** GIVEN DATA **

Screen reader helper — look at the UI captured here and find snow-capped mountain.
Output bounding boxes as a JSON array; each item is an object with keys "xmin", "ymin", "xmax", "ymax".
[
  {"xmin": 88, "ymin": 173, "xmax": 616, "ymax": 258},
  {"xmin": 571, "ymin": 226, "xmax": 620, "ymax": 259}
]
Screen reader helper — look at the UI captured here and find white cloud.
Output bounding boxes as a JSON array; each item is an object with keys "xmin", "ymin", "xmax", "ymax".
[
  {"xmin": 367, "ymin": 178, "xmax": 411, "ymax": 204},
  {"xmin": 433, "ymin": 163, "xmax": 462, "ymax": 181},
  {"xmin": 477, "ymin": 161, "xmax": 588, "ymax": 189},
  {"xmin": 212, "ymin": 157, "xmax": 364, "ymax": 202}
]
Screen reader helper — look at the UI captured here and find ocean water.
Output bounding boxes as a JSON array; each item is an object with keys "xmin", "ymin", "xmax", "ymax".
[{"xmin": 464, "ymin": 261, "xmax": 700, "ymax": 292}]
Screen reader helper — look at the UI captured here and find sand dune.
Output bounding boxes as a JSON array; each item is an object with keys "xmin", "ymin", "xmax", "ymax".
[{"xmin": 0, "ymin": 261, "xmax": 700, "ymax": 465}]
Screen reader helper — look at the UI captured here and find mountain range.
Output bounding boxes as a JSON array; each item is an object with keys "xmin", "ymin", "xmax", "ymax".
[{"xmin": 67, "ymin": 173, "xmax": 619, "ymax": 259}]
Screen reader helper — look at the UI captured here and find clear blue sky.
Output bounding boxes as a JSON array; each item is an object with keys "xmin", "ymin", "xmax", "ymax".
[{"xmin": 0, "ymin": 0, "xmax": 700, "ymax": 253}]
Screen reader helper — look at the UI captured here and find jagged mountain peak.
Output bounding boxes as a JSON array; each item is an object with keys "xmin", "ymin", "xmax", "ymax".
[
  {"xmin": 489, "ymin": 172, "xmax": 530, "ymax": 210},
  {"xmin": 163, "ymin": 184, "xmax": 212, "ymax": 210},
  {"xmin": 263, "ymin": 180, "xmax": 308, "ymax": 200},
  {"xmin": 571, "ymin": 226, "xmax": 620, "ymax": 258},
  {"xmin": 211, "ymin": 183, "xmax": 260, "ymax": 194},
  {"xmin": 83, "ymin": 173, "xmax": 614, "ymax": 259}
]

** OBJECTIVE **
Retype every line above, word for word, with nothing changed.

** RESULT BELOW **
Screen reader helper — look at the UI captured here and find snow-capped mountain.
Output bounding boxes as a JSON array; each item is an object with keys "xmin", "ymin", "xmax", "ymax".
[
  {"xmin": 88, "ymin": 173, "xmax": 616, "ymax": 258},
  {"xmin": 571, "ymin": 226, "xmax": 620, "ymax": 259}
]
Screen reader helper — look at the UI captured here and find white cloud.
Output bounding boxes as a JSON array; each item is an object with keys "xmin", "ymin", "xmax", "ymax".
[
  {"xmin": 367, "ymin": 178, "xmax": 411, "ymax": 204},
  {"xmin": 433, "ymin": 163, "xmax": 462, "ymax": 181},
  {"xmin": 477, "ymin": 161, "xmax": 588, "ymax": 189},
  {"xmin": 212, "ymin": 157, "xmax": 364, "ymax": 202}
]
Screen reader helper — look at the UI captured here and find ocean water.
Output bounding boxes as a JSON array; each item is an object with keys "xmin", "ymin", "xmax", "ymax".
[{"xmin": 464, "ymin": 261, "xmax": 700, "ymax": 292}]
Screen reader helper — look at the UI captured here and find sand dune.
Output bounding boxes as a JSON array; each item is an object with keys "xmin", "ymin", "xmax", "ymax".
[{"xmin": 0, "ymin": 261, "xmax": 700, "ymax": 465}]
Screen reader helper — look at the UI captured here and find mountain range.
Output bounding boxes as a JSON array; each item is an object with keys "xmin", "ymin", "xmax", "ymax".
[{"xmin": 67, "ymin": 173, "xmax": 619, "ymax": 259}]
Screen reader helper — look at the UI captured here and find clear blue sky.
Output bounding boxes as a JSON array; each item is an object with keys "xmin", "ymin", "xmax", "ymax".
[{"xmin": 0, "ymin": 0, "xmax": 700, "ymax": 253}]
Screen reader helper — look at the UI captured here and find jagged mountain peak.
Output bounding boxes as a JSON array; each item is an object with keys "xmin", "ymin", "xmax", "ymax".
[
  {"xmin": 489, "ymin": 172, "xmax": 530, "ymax": 210},
  {"xmin": 163, "ymin": 184, "xmax": 212, "ymax": 210},
  {"xmin": 263, "ymin": 180, "xmax": 308, "ymax": 200},
  {"xmin": 571, "ymin": 226, "xmax": 620, "ymax": 258},
  {"xmin": 211, "ymin": 183, "xmax": 260, "ymax": 194},
  {"xmin": 83, "ymin": 173, "xmax": 614, "ymax": 259}
]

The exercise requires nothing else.